REQUEST 1:
Change "car seat" to "driver's seat" in the listing lines running from the line with "Would you kindly locate the car seat" through the end of the listing. Leave everything else as it stands.

Wednesday, 30 July 2008

Having no plan is a plan to fail

So this morning I went to see the solicitors. They're coming round next Tuesday to take the photos and value the flat. This is it, I'm really doing this. It's scary and exciting at the same time, but as my friend Jane says "Feel the fear and do it anyway".

I'm busy finishing off the curtains I started two weeks ago so I at least have matching curtains in my bedroom. Then it's a good dust and polish before dressing the flat on the weekend for it's close up.

I can't say I'll be sorry to sell this place. It was fine for a while but I'm tired of it now and all the hassles with the noisy neighbours have taken their toll. I'll be glad to sell it and put the money in the bank for a while.

Next is getting the car sorted and putting it on Auto Trader. That is unless you my lovely friends and readers wish to buy a silver W reg Polo with 58,000 miles on the clock? I've loved my little Polo but it's time to say goodbye and join the millions of people around the world who use public transport or low/no carbon (foot or bike) transport again.

DATA LINES:
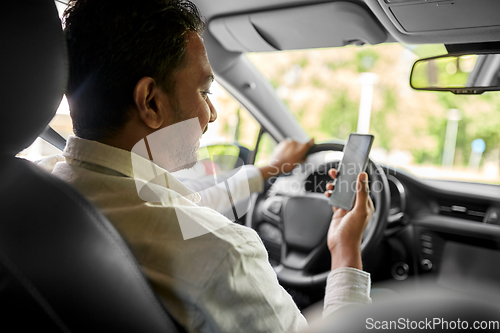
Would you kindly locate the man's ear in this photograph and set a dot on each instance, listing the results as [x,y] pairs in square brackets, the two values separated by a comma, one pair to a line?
[146,94]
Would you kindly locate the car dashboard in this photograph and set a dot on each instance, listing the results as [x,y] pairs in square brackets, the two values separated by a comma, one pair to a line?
[443,232]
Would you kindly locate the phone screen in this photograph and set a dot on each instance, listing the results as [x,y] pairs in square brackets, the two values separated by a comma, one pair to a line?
[354,162]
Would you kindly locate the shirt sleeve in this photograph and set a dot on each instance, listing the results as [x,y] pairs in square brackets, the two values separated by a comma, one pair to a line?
[346,286]
[244,295]
[214,193]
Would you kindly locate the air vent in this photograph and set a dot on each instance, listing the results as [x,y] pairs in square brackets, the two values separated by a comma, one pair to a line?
[467,211]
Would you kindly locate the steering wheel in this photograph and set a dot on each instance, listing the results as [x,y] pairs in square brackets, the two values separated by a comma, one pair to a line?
[303,220]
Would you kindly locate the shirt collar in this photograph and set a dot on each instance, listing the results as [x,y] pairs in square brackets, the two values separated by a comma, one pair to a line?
[120,160]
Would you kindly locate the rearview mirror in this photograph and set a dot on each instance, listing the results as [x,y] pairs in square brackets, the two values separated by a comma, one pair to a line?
[460,74]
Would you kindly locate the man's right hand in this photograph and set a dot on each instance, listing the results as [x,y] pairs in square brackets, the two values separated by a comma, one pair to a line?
[346,229]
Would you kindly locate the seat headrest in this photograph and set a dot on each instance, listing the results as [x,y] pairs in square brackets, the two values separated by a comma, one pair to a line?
[33,67]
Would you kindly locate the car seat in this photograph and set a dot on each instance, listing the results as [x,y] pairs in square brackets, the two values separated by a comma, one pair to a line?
[63,267]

REQUEST 2:
Transcribe the post about selling the flat from "So this morning" to "it's close up.".

WRITTEN RESPONSE 1:
Would you kindly locate the driver's seat in this photograph and set a dot on each instance, listing the results as [x,y] pairs in square brackets, the two values separated by a comma, one pair to a line?
[63,267]

WRITTEN RESPONSE 2:
So this morning I went to see the solicitors. They're coming round next Tuesday to take the photos and value the flat. This is it, I'm really doing this. It's scary and exciting at the same time, but as my friend Jane says "Feel the fear and do it anyway".

I'm busy finishing off the curtains I started two weeks ago so I at least have matching curtains in my bedroom. Then it's a good dust and polish before dressing the flat on the weekend for it's close up.